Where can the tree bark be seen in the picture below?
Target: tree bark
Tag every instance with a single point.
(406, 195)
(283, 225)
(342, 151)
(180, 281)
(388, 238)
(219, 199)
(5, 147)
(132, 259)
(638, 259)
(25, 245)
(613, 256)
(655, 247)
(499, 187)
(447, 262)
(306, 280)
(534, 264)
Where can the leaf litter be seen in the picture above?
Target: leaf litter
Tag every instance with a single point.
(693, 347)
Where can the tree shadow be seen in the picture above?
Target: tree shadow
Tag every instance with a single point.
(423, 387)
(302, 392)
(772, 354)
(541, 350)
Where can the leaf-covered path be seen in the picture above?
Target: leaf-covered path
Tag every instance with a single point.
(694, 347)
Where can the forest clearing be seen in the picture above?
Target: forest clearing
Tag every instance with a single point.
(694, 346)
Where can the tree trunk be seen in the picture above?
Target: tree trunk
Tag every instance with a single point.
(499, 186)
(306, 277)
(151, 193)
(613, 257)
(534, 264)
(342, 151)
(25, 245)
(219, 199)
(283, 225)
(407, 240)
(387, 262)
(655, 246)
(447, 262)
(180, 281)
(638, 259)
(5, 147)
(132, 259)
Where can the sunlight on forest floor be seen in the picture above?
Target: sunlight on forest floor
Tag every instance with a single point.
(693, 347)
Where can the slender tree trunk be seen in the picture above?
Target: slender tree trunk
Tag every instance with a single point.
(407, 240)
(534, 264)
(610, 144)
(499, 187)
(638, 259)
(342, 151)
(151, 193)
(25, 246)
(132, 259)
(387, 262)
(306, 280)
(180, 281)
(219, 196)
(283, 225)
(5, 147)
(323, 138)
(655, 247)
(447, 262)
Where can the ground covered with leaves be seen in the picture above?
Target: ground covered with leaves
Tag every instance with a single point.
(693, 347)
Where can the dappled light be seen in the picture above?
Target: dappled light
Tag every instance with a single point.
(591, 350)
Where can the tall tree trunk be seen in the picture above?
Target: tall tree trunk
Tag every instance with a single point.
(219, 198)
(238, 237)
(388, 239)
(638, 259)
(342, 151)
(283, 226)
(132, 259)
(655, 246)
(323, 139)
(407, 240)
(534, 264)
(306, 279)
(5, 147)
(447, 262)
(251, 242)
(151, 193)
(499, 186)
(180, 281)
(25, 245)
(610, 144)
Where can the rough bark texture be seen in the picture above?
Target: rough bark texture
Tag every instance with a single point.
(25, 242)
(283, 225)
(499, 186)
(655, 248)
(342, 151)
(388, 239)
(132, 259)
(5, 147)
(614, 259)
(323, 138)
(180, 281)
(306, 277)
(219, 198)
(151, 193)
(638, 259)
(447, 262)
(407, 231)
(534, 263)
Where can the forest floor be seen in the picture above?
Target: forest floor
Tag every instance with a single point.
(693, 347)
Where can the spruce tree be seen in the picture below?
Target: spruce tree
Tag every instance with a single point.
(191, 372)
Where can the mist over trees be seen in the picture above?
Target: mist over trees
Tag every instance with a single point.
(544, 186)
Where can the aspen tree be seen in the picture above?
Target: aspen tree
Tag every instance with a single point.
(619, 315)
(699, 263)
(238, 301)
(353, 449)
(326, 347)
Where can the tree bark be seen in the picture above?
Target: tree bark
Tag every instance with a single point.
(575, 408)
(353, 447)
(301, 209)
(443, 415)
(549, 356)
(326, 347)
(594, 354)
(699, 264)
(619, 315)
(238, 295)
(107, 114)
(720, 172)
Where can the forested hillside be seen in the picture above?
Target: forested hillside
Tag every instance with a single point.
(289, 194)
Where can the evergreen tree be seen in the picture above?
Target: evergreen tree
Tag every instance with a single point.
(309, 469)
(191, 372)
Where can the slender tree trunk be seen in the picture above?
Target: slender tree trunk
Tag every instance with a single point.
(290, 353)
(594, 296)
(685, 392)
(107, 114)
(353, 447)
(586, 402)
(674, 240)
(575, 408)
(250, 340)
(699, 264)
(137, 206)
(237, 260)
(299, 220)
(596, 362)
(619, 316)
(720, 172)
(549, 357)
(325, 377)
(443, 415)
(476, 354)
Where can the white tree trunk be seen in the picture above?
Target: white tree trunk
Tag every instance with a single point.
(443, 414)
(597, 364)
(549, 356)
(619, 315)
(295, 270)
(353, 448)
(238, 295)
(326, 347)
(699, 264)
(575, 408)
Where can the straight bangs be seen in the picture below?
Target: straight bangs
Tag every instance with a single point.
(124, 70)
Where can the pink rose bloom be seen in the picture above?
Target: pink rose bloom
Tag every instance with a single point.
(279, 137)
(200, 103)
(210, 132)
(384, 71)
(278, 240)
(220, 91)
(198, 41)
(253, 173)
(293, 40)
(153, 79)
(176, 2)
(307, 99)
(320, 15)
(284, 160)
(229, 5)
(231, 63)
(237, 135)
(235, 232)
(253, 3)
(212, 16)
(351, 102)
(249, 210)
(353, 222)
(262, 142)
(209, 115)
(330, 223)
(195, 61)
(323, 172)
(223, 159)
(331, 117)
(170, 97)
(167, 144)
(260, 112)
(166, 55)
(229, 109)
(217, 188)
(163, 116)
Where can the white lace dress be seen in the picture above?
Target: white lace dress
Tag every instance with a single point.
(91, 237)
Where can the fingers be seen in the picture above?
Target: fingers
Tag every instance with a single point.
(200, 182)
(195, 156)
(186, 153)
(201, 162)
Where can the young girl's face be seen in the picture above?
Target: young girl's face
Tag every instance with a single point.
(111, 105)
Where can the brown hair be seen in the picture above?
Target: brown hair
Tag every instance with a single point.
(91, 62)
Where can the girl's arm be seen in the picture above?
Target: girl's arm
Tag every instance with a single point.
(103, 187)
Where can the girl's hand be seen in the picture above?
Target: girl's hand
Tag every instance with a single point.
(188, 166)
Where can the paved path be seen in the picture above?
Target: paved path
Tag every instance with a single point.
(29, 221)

+ + + +

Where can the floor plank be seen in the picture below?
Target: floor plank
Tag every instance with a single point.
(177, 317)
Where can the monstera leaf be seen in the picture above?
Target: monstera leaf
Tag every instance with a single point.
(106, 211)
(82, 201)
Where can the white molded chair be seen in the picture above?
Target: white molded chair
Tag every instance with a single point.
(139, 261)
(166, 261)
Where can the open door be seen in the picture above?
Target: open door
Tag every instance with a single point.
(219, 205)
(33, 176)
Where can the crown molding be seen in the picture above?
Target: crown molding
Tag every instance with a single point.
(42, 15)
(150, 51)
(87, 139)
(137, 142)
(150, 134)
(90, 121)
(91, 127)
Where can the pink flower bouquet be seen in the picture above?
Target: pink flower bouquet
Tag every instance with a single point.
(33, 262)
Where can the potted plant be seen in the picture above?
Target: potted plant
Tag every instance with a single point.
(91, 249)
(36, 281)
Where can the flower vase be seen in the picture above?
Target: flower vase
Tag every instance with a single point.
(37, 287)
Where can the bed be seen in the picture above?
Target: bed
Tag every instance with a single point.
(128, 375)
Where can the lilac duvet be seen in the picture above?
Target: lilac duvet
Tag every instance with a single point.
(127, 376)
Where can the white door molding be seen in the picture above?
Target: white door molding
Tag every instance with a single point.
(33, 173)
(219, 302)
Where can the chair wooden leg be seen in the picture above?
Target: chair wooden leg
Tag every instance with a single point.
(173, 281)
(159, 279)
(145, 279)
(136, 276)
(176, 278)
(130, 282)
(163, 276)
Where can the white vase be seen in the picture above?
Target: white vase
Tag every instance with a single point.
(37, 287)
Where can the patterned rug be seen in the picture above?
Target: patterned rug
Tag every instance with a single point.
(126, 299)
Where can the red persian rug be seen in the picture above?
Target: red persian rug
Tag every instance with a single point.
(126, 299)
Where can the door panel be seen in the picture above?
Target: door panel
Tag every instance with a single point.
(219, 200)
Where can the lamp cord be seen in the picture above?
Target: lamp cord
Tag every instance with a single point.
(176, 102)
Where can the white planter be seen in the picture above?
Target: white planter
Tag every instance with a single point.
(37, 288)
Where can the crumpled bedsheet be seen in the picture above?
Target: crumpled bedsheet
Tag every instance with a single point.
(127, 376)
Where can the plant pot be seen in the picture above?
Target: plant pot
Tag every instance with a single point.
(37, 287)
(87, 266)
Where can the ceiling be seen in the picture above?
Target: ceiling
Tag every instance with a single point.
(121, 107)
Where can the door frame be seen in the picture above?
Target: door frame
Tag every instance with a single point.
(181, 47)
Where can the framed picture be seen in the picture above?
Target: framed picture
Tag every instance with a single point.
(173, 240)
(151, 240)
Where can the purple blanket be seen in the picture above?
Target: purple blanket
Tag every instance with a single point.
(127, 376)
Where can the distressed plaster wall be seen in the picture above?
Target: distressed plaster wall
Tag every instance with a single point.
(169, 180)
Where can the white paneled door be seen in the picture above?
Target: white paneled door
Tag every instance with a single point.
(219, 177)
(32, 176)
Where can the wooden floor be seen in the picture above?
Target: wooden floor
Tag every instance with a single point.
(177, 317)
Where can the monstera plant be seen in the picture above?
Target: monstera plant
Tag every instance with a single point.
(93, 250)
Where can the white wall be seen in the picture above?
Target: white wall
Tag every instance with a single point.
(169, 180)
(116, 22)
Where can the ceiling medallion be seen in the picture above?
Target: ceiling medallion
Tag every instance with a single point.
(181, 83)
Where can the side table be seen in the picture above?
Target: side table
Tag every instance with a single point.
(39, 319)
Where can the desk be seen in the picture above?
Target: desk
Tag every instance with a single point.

+ + + +

What you need to do ▸ Once you have located every line with the word "wall" in the material above, list those lines.

Written answer ▸
Where can the distressed plaster wall be seen in the picture above?
Target: distressed plaster wall
Where can the white wall be seen in the picture above?
Target: white wall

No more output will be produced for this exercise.